_What you are asked to do_: Reproduce the records below word for word, beginning at the line that contains "Q: In the photo above, point to the tree" and continuing through the end of the records.

(Data entries)
* * * *

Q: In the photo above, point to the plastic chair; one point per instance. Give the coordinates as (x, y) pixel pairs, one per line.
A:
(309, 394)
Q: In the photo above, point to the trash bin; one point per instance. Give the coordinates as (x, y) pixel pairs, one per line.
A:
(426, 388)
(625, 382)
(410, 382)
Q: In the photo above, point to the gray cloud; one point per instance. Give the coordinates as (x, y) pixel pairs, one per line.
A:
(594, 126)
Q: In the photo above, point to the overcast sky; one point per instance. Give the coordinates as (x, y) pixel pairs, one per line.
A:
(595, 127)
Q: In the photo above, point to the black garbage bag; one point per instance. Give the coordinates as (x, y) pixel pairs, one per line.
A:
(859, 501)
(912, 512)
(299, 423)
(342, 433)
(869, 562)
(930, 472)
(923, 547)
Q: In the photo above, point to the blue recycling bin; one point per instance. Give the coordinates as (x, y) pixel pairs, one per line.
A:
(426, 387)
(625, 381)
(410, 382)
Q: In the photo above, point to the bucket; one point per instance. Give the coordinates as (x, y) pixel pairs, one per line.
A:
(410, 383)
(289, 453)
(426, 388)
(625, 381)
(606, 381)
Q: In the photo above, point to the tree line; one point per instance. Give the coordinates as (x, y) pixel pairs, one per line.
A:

* * * *

_Answer_:
Q: In the photo above, point to the tree line; one point per instance. Give the coordinates as (x, y) pixel pairs, one per line.
A:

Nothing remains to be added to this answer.